▸ WORK ORDER: When you reach the line containing "box: [88, 112, 200, 150]", include it and stop; until then, return each line of the material exactly, starting with the first.

▸ WORKING DATA:
★ ★ ★

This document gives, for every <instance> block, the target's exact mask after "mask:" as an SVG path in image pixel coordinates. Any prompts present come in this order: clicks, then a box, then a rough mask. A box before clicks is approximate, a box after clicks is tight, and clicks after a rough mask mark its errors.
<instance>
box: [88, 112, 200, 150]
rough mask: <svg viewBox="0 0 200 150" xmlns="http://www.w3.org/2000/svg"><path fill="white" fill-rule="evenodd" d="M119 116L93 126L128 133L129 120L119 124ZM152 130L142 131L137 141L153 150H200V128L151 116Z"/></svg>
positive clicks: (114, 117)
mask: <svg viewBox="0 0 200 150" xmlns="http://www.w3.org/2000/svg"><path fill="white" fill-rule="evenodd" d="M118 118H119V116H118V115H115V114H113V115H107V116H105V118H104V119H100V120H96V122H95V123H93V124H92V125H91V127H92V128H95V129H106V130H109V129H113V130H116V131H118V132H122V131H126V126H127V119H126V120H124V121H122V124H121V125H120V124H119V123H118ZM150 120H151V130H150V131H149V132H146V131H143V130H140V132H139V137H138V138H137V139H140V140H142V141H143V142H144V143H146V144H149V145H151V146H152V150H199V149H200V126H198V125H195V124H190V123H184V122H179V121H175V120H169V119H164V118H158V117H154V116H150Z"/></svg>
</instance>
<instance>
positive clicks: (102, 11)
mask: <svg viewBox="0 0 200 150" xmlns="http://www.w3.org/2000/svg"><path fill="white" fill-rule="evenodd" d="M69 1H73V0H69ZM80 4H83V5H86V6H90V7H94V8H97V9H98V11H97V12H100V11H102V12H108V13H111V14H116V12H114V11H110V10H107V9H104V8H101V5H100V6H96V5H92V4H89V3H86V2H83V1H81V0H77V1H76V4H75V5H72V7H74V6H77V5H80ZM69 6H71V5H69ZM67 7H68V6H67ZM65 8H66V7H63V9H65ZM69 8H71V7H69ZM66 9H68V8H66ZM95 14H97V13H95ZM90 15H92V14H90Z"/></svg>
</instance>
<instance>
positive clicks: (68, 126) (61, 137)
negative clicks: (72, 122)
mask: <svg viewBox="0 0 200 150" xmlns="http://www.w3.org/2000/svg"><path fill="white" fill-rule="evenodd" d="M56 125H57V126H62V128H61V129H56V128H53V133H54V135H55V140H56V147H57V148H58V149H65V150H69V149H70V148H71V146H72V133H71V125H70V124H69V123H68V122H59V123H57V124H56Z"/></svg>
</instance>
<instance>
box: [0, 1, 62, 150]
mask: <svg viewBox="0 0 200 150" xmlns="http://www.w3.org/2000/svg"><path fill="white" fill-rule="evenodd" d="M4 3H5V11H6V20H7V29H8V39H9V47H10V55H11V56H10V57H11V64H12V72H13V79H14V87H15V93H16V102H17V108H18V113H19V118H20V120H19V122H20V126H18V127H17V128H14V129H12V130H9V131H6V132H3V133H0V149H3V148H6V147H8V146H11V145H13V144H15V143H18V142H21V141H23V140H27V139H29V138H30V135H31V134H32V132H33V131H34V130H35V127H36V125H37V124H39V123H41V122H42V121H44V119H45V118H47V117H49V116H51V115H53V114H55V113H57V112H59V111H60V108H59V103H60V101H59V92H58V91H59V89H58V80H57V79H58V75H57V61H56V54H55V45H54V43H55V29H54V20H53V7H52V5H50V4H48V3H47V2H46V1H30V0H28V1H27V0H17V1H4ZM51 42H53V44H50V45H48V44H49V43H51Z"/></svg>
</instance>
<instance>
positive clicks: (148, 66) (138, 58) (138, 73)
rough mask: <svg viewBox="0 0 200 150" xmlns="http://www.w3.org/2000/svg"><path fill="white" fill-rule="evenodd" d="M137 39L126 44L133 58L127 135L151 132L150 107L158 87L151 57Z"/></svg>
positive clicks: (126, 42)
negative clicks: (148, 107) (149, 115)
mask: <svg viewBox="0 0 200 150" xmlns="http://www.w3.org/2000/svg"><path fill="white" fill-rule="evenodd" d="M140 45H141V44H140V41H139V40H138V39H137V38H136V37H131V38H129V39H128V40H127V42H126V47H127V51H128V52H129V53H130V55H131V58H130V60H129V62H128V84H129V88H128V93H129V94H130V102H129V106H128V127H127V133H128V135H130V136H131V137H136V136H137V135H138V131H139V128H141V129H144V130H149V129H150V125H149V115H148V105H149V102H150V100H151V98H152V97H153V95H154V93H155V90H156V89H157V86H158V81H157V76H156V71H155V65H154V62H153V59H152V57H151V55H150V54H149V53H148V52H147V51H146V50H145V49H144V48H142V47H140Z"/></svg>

★ ★ ★

▸ OUTPUT OF THE EXERCISE:
This document gives, for every <instance> block, the target's exact mask after "mask:" as an SVG path in image pixel coordinates. Any prompts present come in this order: clicks, then a box, then a rough mask. A box before clicks is approximate, a box after clicks is tight, and clicks after a rough mask mark its errors.
<instance>
box: [88, 112, 200, 150]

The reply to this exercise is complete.